### REQUIRED ACTION
Reproduce the passage on trans inclusion in women's sports from "There aren’t two" to "from women’s sports.", word for word.

EXTRACT PROVIDED Block Start

It’s been disheartening to watch some of the recent conversation about inclusion of trans women in women’s sports.
While I think there are well-meaning participants on most sides of the debate, there’s one angle that just doesn’t sit well and doesn’t line up with what I’ve learned in my research into the topic.
As I’ve educated myself about the issue of trans women in women’s sports, I’ve spoken to people – trans, cis and non-binary – about their perspectives of the ideal trans-inclusion policies in sports. I have a lot of respect for the insights and experiences of every single one of them, and each of them has offered a different idea on what those policies might look like.
There aren’t two sides to the debate, there are many.
Yet there’s a group of people who claim there is no “fair” conclusion in the debate other than banning all trans women from women’s sports.
I find that conclusion ill-informed, mean-spirited and – maybe most importantly – unnecessary.

EXTRACT PROVIDED Block End
DATA TO EXAMINE Block Start

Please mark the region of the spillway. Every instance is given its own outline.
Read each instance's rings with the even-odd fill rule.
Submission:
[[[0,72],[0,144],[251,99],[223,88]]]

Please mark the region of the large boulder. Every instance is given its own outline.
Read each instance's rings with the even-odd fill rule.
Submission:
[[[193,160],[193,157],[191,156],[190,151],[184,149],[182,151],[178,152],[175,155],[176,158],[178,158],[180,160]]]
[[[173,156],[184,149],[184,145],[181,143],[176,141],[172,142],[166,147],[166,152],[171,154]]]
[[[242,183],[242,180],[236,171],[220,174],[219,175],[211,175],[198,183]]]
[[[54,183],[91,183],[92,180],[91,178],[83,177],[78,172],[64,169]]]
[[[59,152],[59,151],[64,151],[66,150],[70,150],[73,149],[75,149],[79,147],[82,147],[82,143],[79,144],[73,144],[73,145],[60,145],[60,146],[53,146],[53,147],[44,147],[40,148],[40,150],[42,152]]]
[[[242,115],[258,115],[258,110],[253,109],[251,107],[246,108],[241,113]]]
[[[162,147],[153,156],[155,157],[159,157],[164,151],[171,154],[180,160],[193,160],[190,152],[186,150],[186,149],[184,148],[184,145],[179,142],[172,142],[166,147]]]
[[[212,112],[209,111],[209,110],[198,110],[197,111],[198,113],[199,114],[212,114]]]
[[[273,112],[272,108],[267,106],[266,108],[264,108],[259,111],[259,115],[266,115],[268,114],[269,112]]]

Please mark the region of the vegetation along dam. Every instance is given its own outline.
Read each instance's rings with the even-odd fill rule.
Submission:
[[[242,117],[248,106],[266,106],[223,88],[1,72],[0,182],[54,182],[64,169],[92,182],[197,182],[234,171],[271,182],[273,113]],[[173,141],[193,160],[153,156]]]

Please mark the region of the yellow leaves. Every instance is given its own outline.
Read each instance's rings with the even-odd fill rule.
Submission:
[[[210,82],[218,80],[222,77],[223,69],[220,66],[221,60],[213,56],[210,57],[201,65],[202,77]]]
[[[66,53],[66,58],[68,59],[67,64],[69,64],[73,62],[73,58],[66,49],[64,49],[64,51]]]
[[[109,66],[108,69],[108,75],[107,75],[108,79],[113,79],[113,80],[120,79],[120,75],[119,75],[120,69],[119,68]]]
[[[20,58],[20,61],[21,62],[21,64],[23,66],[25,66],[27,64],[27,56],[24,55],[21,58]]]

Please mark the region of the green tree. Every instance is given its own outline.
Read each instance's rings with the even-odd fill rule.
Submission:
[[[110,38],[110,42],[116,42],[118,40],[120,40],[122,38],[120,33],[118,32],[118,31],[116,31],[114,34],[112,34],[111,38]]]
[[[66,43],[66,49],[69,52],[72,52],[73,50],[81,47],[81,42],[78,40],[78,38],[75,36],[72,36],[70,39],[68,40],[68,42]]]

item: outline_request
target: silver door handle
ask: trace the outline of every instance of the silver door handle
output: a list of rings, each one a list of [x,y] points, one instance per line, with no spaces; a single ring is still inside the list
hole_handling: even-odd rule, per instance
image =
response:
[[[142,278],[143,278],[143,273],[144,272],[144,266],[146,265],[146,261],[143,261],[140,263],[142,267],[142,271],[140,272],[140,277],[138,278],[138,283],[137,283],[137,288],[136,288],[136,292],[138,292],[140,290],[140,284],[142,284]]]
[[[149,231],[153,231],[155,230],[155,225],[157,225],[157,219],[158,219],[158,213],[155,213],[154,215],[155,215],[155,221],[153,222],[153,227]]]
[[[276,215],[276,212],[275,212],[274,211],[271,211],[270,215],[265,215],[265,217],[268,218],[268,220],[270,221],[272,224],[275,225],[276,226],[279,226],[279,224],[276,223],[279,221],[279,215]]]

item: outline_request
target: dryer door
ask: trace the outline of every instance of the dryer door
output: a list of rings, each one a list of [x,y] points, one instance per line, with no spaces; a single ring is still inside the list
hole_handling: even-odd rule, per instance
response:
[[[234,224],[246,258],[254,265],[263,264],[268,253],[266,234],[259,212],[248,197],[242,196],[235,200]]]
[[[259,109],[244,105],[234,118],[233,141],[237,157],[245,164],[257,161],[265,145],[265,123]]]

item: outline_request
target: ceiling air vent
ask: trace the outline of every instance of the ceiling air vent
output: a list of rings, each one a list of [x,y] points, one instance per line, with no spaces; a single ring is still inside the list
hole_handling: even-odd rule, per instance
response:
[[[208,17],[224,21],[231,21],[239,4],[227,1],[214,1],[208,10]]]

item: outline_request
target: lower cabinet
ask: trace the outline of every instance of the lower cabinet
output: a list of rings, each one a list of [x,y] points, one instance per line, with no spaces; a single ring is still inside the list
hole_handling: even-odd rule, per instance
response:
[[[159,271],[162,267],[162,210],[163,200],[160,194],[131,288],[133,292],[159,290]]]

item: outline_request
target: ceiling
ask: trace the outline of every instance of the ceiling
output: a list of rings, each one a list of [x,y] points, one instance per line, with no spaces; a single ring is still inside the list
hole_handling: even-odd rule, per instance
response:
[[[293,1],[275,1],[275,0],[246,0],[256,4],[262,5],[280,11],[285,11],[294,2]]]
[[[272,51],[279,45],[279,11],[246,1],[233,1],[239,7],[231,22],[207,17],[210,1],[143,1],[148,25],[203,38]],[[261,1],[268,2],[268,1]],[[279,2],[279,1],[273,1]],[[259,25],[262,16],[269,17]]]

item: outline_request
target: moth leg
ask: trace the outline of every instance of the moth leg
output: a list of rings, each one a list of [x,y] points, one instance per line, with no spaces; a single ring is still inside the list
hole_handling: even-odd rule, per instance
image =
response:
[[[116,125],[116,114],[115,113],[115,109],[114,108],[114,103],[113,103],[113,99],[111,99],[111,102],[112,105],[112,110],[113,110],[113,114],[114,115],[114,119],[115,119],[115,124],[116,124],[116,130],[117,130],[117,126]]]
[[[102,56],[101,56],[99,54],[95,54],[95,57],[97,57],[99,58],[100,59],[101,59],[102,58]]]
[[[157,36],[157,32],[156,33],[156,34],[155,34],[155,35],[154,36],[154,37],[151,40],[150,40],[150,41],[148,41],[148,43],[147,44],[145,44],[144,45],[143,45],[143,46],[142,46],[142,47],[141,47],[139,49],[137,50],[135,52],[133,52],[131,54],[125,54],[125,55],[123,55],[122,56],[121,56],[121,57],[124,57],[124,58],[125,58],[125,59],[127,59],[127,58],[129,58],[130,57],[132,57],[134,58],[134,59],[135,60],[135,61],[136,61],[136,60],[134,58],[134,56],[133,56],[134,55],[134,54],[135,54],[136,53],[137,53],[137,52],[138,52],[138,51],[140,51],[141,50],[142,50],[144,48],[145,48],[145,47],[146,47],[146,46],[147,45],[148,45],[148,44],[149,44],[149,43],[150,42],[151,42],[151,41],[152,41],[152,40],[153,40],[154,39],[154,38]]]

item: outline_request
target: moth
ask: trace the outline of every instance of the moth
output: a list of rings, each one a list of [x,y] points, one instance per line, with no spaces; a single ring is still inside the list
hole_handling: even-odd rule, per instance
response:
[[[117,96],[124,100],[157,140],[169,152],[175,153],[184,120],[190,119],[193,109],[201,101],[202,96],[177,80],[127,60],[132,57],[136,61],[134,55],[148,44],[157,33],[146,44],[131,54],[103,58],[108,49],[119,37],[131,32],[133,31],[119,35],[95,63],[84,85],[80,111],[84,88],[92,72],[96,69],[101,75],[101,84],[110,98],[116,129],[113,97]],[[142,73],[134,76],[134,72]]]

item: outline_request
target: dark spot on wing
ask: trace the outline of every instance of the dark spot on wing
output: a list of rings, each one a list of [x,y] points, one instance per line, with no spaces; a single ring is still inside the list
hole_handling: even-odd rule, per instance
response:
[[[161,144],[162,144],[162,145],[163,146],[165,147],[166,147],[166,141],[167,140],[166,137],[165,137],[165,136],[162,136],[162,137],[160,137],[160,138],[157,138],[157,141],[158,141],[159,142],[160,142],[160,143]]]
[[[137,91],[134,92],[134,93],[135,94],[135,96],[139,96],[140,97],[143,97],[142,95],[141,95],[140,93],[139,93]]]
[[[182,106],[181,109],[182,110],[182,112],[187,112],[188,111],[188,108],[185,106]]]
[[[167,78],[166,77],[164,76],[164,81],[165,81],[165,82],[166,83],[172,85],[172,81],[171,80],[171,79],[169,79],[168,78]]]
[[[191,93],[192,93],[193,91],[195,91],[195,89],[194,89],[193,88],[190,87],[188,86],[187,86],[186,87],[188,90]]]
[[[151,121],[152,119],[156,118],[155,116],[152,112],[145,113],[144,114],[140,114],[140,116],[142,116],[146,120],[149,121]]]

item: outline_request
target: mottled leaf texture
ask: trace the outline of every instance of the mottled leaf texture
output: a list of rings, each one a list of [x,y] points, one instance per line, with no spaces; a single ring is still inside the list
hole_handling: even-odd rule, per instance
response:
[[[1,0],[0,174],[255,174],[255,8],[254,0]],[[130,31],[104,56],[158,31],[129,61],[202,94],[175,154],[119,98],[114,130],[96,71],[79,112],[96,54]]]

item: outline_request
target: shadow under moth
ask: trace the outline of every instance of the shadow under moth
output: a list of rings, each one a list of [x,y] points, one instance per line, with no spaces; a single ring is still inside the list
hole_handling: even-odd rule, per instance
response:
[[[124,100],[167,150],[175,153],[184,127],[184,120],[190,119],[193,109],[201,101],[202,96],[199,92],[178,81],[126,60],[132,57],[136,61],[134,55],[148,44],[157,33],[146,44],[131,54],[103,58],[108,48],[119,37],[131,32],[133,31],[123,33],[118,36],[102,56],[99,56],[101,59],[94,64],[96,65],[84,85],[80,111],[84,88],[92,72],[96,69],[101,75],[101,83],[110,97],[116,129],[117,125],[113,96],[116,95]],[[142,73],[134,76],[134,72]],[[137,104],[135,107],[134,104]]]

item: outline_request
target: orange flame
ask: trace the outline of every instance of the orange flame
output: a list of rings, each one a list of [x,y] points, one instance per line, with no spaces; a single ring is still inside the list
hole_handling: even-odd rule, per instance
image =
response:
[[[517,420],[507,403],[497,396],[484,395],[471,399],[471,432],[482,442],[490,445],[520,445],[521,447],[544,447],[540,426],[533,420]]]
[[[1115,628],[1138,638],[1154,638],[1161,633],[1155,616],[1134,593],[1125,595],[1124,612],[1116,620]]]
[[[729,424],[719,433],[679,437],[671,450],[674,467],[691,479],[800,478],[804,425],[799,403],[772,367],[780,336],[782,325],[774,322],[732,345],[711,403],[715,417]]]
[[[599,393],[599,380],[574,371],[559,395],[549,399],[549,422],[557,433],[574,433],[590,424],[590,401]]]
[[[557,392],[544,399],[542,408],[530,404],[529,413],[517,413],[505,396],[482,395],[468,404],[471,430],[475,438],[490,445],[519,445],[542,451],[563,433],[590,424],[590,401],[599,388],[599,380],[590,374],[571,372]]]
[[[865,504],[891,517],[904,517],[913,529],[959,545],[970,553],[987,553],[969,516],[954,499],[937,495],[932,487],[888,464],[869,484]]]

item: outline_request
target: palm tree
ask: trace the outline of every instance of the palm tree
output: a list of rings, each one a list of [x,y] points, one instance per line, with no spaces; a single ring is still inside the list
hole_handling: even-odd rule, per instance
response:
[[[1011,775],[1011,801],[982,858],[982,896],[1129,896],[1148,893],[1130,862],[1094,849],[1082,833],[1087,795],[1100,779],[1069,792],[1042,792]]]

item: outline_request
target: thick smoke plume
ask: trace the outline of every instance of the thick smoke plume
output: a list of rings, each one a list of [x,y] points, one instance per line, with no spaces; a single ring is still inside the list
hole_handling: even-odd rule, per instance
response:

DATA TO EXAMINE Block End

### REPLY
There aren’t two sides to the debate, there are many.
Yet there’s a group of people who claim there is no “fair” conclusion in the debate other than banning all trans women from women’s sports.